This coming weekend last year saw An Taoiseach Enda Kenny host Chinese prime minister Li Keqiang on an Irish farm, and we expected beef exports to be flowing to China very soon thereafter.

Li got back on his plane and continued his journey. His next stop was Brazil, which also had serious ambitions of exporting beef to China.

What happened next was a case of unfulfilled expectation in Ireland, with Brazil getting an initial seven factories approved and first shipments on their way by July 2015.

By November last year, with several more factories approved, Brazil was the number one beef supplier to China, sending 20,000t. Last month, Brazil was again China’s top beef supplier, sending 15,600t, a fifth of Brazil’s total frozen beef exports for April.

Meanwhile, Ireland has not got to the stage of having factories approved, with the systems check being completed at the end of January.

There are differences which help explain the speed at which Brazil got entry compared with Ireland. For Brazil, it was a case of re-entry, having been closed following an animal disease outbreak whereas Ireland is starting the approval process at the beginning.

The Irish Government oversold the level of progress with China last year and, while issues such as losing negligible BSE risk status and UN human rights votes will not have hastened the process, the reality is that we are more or less where we should have expected to be at this point.

China is a serious volume market as demonstrated by the levels achieved by Brazil, which was able to send the amount we typically send to the UK, our main market.

For other sectors in Ireland, the potential is being demonstrated. For instance, 40,000t of pigmeat was sent from Ireland to China last year. Since trading began in 2012, sales of pigmeat worth €200m have been achieved. Dairy sales were at €400m in 2014, a fourfold increase since 2010. China is now Ireland’s second most important market for dairy and pigmeat.

- **Work instruction A**: Name every country that the article on Irish beef exports to China mentions.
- **Work instruction B**: In the article on Irish beef exports to China, update the stretch from "The Irish Government" through "our main market." by writing "United Kingdom" in place of "UK".

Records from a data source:
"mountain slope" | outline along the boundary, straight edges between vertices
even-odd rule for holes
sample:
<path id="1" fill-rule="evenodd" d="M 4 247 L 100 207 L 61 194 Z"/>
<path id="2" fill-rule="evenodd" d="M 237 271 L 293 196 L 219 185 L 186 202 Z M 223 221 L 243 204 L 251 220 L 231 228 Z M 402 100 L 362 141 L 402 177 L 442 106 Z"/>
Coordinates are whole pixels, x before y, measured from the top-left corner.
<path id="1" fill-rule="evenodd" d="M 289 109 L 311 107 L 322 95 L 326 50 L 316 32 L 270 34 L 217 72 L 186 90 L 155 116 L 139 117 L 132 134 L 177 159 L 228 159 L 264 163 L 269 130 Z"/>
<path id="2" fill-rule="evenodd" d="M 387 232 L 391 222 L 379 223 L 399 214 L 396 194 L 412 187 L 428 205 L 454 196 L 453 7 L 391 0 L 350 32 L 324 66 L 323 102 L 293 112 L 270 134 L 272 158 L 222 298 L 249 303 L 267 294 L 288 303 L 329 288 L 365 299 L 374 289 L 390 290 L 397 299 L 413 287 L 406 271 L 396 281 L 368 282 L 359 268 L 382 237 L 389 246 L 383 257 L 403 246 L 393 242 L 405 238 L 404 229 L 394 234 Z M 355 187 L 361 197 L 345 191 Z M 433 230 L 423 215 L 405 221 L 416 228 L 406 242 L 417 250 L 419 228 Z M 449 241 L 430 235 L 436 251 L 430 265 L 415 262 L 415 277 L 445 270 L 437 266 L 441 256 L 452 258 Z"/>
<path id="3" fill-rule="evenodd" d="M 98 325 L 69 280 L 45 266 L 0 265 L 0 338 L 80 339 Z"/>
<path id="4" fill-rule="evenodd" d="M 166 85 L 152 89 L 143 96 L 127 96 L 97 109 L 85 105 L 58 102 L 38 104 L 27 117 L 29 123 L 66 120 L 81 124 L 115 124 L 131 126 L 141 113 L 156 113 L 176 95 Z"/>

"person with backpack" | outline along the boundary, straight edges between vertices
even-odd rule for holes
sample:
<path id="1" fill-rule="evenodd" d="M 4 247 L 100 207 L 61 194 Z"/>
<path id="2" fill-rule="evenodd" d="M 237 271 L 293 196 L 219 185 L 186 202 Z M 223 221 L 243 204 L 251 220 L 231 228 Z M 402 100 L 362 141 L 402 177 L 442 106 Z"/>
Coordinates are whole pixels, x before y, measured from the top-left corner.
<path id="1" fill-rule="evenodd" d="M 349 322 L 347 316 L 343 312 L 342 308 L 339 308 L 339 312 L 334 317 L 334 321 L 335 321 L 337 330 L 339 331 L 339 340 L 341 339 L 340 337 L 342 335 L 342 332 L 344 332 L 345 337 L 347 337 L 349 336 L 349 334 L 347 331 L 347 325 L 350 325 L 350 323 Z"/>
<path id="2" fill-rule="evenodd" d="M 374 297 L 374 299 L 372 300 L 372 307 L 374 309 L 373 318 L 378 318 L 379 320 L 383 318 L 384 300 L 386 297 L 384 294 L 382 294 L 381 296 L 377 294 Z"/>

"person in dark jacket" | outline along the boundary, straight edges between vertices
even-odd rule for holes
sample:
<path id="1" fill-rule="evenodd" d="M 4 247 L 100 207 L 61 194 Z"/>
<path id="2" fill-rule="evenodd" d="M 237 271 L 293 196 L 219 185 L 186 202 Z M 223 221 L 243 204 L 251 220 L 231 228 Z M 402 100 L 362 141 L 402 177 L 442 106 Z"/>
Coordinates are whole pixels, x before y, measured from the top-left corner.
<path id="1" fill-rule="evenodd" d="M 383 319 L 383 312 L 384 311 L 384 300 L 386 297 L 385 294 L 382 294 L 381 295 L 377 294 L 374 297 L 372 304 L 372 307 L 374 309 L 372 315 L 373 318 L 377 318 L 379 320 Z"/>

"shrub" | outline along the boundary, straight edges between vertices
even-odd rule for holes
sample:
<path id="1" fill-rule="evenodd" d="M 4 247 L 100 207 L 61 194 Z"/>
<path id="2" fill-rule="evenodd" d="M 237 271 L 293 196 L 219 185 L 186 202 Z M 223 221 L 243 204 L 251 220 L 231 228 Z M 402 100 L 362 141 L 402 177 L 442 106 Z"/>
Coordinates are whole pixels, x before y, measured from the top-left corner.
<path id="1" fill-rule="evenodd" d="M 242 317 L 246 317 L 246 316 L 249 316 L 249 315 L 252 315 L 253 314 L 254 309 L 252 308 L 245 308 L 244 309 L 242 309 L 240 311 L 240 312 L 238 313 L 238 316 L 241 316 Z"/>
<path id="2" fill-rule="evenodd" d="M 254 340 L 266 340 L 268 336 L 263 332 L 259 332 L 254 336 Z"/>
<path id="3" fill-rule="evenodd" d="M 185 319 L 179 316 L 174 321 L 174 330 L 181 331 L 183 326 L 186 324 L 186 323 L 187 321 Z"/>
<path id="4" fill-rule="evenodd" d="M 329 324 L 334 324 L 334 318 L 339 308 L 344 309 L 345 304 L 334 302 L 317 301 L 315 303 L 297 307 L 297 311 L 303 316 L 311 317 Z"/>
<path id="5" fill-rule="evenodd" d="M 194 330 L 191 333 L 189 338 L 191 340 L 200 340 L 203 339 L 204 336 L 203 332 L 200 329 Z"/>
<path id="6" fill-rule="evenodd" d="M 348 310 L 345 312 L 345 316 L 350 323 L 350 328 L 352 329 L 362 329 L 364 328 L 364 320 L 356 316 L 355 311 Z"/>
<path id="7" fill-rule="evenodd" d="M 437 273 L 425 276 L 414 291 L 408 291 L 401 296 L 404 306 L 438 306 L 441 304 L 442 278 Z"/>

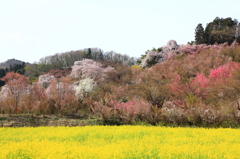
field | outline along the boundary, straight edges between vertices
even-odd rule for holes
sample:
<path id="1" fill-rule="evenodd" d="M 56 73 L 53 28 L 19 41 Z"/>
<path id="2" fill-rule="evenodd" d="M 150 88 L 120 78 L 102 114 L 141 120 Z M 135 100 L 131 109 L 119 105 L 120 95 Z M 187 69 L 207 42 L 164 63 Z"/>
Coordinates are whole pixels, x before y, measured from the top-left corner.
<path id="1" fill-rule="evenodd" d="M 239 158 L 239 129 L 0 128 L 0 158 Z"/>

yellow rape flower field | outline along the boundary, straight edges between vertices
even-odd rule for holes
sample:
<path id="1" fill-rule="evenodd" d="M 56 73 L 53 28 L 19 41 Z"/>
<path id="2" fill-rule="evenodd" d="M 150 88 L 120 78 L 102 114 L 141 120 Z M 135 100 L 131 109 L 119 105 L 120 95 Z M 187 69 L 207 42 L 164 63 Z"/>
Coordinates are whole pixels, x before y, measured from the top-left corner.
<path id="1" fill-rule="evenodd" d="M 0 158 L 240 158 L 239 129 L 152 126 L 0 128 Z"/>

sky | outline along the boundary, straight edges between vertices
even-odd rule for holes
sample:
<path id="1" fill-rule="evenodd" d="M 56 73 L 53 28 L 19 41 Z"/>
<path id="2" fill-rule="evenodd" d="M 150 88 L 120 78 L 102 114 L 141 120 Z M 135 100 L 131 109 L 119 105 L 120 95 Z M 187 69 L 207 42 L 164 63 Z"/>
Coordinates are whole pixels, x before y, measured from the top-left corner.
<path id="1" fill-rule="evenodd" d="M 199 23 L 239 16 L 239 0 L 0 0 L 0 62 L 91 47 L 140 57 L 194 40 Z"/>

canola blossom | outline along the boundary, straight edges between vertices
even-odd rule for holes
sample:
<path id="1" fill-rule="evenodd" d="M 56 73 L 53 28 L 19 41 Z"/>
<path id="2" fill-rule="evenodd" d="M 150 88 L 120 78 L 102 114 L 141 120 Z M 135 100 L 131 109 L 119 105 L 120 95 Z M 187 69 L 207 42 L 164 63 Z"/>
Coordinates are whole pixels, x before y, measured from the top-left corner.
<path id="1" fill-rule="evenodd" d="M 239 158 L 239 129 L 152 126 L 0 128 L 0 158 Z"/>

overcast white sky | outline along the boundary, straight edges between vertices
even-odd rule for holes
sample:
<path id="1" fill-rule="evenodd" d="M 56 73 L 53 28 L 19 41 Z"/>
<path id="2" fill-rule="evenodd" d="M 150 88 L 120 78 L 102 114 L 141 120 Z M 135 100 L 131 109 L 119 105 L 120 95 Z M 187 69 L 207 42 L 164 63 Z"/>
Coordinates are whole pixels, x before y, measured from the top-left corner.
<path id="1" fill-rule="evenodd" d="M 139 57 L 217 16 L 240 20 L 240 0 L 0 0 L 0 62 L 89 47 Z"/>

- **Exercise solution A**: Ireland, China, Brazil, the UK

- **Exercise solution B**:
The Irish Government oversold the level of progress with China last year and, while issues such as losing negligible BSE risk status and UN human rights votes will not have hastened the process, the reality is that we are more or less where we should have expected to be at this point.

China is a serious volume market as demonstrated by the levels achieved by Brazil, which was able to send the amount we typically send to the United Kingdom, our main market.